[Data records]
=-=-=-=-=

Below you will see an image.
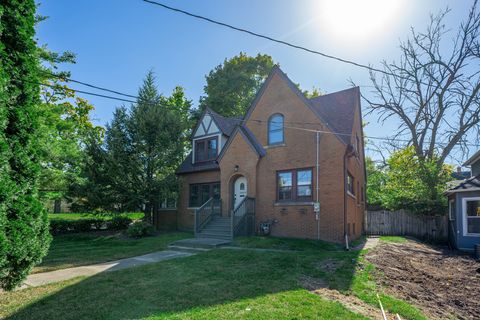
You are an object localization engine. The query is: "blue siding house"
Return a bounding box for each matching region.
[445,151,480,251]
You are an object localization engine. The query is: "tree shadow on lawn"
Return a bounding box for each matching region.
[7,244,359,319]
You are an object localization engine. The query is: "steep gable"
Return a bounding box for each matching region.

=-=-=-=-=

▶ **Stated problem**:
Convert the listing above into a JSON list of strings, one string per line, leaving out blank lines. Omit the pictures from the output.

▶ **Output of the task**:
[
  "Below you will see an image.",
  "You are an object localization engine. The query is: \"blue siding house\"",
  "Return a bounding box for each matching region.",
  "[445,151,480,251]",
  "You are an object localization engine. The query is: \"tree shadow on lawn\"",
  "Return a bounding box for each matching region.",
  "[7,244,359,319]",
  "You are an object localization engine. The query is: \"steep gable\"",
  "Return a bounding box for each matching region."
]